Opting for rugby league, he integrated the Roanne XIII squad where Max Rousié and Jean Dauger played alongside him in 1938.

In 1951, he led the first French tour of a team sport (e.g. France national rugby league team) in Australia and New Zealand.

In his civil life, he worked as wholesaler in the food sector.

== Biography ==
In March 1934, Robert Samatan made an interview for L'Auto after switching to rugby league where he denounced the hypocrisy and the 'shamateurism' within the French Rugby Federation since several years. Playing then at the Toulouse Lyceum, he received an offer from Annibert (of Stade Toulousain, who later became a member of the French Athletics Federation where he dictated the laws of the full amateurism). Annibert promised him a success at his exams and numerous advantages and Mr. Furst of Stade Toulousain also proposed him 200 francs per month, which convinced Samatan to sign. After some months, his salary quadrupled and numerous clubs offered him a better salary like Quillan and Carcassonne, but it is finally Agen through Mr. Armand Bastoul's intermediary which obtained his signature for 25.000 francs and a situation, which later convinced Maurice Porra to join him at Agen for 1.500 francs per month. He decided to take part of the creation of a French rugby league team with Jean Galia. Appointed by the latter to convince some players to switch to rugby league, he faced overbids from rugby union clubs which were yet amateur in principle, such as USA Perpignan.

RAW DATA -
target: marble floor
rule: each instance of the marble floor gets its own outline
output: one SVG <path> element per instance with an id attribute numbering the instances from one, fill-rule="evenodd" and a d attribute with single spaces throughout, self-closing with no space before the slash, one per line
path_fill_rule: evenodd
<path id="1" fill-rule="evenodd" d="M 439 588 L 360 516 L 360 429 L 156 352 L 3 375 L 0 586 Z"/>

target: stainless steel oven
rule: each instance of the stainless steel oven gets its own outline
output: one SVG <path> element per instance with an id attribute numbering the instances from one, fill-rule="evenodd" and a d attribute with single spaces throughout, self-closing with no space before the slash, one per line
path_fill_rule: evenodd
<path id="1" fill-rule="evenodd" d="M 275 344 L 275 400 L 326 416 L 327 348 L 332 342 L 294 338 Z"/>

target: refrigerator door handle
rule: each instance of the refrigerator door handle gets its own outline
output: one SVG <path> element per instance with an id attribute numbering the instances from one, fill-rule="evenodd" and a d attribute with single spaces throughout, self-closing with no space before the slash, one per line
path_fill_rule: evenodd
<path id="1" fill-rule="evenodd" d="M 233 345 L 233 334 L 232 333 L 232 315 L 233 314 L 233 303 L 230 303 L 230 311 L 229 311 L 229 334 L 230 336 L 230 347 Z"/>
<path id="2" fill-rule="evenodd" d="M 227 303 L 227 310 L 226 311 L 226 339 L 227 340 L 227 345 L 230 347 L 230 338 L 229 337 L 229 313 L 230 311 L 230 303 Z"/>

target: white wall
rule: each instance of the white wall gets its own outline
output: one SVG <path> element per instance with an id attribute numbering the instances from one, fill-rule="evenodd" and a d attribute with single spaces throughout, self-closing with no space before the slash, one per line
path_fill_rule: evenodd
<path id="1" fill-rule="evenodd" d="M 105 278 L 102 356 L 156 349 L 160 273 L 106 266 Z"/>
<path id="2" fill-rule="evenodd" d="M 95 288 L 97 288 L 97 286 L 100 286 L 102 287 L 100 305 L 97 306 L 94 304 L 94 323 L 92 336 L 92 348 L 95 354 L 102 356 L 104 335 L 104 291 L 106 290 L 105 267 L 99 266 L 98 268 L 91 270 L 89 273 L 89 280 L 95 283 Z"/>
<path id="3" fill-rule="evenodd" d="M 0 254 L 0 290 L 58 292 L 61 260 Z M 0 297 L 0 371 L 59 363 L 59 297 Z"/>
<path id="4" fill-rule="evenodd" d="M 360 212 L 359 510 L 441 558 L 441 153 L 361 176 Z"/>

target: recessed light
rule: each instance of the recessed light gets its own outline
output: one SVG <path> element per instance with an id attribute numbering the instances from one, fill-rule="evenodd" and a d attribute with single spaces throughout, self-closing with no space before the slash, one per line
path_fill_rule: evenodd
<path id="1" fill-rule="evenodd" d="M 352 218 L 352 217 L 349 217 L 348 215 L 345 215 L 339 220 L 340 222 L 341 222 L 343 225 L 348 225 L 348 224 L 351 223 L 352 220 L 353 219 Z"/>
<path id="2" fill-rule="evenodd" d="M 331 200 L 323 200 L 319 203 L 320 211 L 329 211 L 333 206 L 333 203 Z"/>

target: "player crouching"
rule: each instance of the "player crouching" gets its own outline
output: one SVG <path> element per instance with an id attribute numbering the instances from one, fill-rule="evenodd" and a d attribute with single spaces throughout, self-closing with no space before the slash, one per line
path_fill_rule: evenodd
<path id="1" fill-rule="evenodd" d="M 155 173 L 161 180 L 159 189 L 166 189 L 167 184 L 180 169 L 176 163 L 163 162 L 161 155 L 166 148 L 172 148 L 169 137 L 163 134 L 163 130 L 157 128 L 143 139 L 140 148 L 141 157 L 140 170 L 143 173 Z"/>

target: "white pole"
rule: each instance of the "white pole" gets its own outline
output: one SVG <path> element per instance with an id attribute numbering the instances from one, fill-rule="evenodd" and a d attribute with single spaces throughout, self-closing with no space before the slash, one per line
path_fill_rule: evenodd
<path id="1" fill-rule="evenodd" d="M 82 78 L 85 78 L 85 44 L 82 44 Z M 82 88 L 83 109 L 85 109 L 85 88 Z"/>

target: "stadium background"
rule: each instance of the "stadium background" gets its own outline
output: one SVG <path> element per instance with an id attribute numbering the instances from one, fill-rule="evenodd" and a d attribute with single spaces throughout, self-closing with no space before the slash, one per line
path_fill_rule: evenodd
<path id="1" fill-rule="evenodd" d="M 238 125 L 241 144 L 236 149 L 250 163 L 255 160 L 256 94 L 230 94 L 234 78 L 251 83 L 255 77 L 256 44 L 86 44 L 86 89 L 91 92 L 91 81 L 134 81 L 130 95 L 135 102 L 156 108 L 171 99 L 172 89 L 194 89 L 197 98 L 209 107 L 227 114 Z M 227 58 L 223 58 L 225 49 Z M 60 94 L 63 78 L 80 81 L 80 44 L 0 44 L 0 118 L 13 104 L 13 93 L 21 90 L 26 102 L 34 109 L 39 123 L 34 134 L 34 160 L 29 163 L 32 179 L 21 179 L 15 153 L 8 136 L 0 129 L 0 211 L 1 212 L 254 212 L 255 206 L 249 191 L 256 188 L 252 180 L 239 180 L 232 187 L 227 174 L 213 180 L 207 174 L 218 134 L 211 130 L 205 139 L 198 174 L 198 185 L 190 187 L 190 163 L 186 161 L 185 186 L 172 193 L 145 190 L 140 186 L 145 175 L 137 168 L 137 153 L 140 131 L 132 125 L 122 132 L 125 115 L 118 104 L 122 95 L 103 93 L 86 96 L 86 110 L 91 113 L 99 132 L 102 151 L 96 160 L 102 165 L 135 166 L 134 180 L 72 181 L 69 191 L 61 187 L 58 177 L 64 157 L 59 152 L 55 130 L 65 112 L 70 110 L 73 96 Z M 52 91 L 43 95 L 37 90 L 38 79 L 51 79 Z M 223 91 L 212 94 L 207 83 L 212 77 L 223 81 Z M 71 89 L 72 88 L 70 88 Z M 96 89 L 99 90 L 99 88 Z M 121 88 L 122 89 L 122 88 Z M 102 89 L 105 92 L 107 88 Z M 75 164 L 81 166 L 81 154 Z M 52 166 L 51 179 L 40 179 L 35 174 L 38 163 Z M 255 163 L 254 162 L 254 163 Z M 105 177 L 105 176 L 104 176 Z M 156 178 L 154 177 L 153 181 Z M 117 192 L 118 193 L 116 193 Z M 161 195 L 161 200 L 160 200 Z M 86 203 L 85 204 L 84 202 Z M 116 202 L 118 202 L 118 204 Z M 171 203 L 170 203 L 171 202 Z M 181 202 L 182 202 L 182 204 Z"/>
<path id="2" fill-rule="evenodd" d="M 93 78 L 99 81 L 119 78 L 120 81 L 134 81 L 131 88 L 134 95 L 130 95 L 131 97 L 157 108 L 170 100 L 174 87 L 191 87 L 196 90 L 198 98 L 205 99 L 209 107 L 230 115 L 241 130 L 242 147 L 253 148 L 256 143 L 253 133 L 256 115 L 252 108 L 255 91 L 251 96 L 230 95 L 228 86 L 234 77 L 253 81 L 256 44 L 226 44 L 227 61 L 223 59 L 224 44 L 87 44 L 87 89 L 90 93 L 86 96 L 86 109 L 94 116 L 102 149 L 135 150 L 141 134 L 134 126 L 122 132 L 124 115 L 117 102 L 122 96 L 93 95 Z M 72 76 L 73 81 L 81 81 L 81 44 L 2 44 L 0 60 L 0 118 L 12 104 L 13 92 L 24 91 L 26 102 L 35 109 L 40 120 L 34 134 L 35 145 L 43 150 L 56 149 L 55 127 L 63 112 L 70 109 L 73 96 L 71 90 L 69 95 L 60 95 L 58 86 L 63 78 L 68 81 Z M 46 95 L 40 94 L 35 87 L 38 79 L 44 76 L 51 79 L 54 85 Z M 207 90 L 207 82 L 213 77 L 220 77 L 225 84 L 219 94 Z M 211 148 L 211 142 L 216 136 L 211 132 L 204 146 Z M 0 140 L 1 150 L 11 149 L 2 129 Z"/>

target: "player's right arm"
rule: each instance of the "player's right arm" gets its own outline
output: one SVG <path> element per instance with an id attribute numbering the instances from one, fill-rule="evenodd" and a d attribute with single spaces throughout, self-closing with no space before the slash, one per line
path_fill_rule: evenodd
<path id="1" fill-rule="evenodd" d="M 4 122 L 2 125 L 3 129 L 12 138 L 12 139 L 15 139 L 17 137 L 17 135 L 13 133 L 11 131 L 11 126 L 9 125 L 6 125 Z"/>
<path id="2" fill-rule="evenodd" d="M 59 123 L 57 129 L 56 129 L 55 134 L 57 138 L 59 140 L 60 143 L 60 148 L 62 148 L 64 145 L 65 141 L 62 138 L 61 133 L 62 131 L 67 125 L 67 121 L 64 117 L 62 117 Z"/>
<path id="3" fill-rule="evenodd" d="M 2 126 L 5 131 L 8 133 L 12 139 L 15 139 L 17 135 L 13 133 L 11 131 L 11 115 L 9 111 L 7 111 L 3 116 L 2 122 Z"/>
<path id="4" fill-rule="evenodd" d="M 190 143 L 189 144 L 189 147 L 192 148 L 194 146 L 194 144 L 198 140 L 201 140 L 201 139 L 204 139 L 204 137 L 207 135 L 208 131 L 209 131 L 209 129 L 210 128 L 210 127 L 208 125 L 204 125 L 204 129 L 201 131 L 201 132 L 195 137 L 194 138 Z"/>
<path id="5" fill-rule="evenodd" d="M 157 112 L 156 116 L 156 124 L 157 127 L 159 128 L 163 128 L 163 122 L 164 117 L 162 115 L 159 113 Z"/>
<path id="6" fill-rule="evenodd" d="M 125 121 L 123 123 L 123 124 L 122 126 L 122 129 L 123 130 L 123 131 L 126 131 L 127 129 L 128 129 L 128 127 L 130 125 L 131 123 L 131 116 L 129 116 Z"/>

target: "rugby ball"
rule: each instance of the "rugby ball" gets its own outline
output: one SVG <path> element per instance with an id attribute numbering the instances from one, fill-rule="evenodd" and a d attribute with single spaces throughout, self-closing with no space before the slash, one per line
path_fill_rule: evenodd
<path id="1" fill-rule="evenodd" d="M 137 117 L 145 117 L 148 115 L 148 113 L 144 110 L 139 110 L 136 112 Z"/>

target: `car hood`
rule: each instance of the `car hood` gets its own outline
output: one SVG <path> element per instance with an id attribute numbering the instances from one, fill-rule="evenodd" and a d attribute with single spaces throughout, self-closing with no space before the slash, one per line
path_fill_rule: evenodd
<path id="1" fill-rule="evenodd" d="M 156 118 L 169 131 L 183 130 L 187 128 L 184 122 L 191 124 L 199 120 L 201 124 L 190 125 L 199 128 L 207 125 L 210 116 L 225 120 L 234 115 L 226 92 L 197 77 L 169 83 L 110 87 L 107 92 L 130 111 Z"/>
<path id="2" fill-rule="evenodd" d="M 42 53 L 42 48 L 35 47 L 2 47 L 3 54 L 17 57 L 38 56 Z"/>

REQUIREMENT 1 -
In the passage on Robert Samatan, what sector did he work in as a wholesaler in his civil life?
REQUIREMENT 2 -
From the passage on Robert Samatan, copy word for word the part that opens with the words containing "Opting for rugby" and closes with "the food sector.".
REQUIREMENT 3 -
Explain in one to three sentences why, according to the passage on Robert Samatan, he signed with Stade Toulousain.

ANSWER SPACE 1 -
The food sector.

ANSWER SPACE 2 -
Opting for rugby league, he integrated the Roanne XIII squad where Max Rousié and Jean Dauger played alongside him in 1938.

In 1951, he led the first French tour of a team sport (e.g. France national rugby league team) in Australia and New Zealand.

In his civil life, he worked as wholesaler in the food sector.

ANSWER SPACE 3 -
Annibert of Stade Toulousain promised him a success at his exams and numerous advantages. Mr. Furst of Stade Toulousain also offered him 200 francs per month, which convinced Samatan to sign.